[Boundary labeling items]
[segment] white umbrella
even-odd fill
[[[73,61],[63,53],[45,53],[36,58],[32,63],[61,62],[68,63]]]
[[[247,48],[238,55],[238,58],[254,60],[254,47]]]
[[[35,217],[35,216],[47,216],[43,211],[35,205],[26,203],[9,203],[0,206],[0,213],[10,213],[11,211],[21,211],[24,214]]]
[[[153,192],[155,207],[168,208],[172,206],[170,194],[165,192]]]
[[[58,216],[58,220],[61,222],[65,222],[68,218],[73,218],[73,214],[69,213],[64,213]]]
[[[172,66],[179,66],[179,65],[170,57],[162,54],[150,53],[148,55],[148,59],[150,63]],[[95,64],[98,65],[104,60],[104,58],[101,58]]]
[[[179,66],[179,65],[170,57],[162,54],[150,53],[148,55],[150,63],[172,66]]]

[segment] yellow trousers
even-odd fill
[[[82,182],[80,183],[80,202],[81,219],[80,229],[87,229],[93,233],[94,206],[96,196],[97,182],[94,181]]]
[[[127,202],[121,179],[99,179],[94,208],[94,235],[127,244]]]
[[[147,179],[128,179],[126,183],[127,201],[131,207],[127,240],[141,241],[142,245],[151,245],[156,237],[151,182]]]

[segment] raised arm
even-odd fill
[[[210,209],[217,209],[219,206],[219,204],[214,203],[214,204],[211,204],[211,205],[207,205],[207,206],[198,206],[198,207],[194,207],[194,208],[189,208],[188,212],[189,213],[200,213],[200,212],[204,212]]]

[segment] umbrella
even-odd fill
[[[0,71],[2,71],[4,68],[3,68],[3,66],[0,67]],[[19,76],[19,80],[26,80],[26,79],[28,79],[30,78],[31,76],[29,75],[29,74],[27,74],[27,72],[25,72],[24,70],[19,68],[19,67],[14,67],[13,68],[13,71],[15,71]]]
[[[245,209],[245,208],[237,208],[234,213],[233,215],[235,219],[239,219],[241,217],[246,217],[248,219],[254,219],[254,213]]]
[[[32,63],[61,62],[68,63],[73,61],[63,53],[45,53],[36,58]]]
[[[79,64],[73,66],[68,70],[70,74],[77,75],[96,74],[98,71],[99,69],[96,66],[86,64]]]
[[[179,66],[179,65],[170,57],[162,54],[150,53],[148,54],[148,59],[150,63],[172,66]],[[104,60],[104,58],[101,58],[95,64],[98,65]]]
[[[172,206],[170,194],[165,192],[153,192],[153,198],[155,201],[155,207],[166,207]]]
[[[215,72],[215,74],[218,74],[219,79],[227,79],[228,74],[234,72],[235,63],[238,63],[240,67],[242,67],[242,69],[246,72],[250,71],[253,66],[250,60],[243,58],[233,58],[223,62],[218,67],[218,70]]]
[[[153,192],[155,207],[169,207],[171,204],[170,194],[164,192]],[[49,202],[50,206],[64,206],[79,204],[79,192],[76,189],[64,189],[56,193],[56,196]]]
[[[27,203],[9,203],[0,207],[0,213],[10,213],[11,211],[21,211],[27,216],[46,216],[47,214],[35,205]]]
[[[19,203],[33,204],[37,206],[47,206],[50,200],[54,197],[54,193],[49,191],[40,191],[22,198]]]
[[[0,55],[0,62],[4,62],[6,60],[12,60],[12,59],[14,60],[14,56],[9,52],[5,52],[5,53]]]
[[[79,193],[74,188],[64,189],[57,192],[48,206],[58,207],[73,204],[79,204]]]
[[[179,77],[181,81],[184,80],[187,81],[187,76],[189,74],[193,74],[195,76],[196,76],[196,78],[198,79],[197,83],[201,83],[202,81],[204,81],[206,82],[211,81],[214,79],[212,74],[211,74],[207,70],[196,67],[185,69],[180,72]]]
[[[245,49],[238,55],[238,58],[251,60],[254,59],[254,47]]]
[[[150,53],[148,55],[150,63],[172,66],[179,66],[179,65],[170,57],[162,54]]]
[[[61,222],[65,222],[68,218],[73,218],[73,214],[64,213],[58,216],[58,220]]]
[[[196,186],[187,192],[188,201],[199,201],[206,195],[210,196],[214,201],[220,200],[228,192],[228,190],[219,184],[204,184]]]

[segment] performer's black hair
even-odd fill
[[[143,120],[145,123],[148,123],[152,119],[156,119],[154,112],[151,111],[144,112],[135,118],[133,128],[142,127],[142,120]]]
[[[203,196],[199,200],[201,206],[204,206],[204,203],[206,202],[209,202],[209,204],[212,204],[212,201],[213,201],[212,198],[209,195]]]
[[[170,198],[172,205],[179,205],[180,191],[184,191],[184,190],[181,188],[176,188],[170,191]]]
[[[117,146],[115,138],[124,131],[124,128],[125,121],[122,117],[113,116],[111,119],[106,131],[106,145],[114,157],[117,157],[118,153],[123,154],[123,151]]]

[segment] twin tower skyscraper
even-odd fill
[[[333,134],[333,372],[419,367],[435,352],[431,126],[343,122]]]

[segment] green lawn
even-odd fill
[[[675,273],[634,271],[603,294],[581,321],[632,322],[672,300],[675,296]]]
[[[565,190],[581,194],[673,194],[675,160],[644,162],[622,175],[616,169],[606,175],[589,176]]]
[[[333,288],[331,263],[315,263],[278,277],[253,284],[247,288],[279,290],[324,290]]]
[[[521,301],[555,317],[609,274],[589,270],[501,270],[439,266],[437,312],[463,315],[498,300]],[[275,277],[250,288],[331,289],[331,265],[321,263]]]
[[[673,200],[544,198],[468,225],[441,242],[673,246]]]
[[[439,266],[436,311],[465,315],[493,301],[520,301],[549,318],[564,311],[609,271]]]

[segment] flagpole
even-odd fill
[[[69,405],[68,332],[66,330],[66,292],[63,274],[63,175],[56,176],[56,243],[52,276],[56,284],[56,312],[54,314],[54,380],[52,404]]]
---
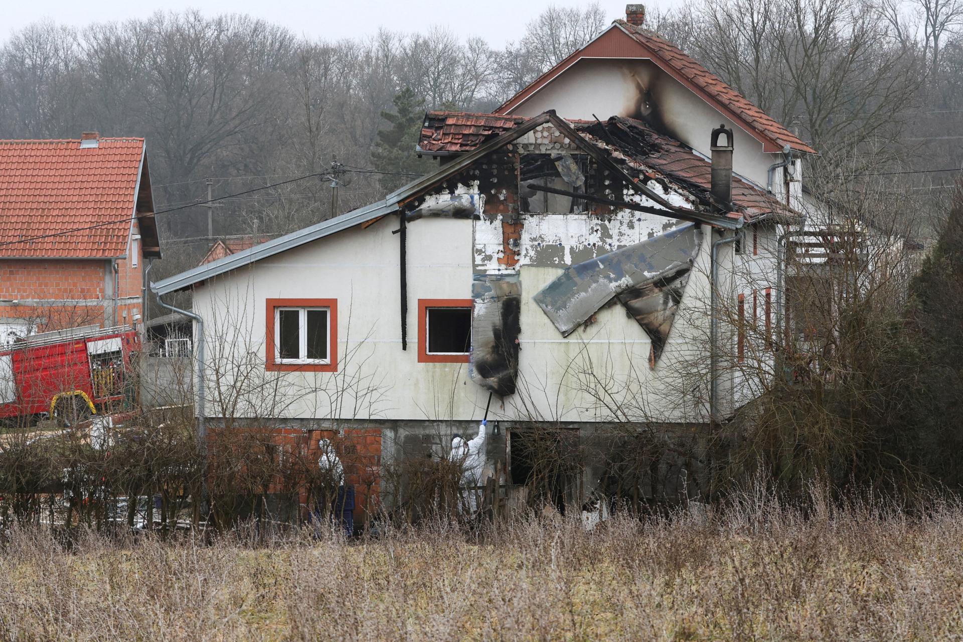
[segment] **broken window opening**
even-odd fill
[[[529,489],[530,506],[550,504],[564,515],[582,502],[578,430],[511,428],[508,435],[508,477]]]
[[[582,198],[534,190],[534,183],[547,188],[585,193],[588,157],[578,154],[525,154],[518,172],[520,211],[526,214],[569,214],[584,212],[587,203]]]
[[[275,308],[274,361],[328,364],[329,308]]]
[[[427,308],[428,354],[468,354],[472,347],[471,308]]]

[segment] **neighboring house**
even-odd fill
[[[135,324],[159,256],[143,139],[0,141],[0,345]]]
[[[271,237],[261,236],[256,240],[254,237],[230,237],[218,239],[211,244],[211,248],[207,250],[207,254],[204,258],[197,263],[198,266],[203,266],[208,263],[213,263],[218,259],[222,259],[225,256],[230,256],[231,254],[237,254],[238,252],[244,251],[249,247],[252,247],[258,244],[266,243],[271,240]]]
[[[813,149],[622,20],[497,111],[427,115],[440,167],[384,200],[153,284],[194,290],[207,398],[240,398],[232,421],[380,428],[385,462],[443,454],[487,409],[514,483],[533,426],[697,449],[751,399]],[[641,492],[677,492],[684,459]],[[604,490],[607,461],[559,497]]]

> _What you need to do_:
Which lines of the items above contain the string "segment"? Select every one of them, treating uppercase and lowercase as different.

> _Response for this exercise_:
[segment] white umbrella
[segment] yellow trousers
[segment] raised arm
[segment] umbrella
[segment] performer's black hair
[segment] twin tower skyscraper
[segment] green lawn
[segment] flagpole
[segment] **broken window opening**
[segment] **neighboring house**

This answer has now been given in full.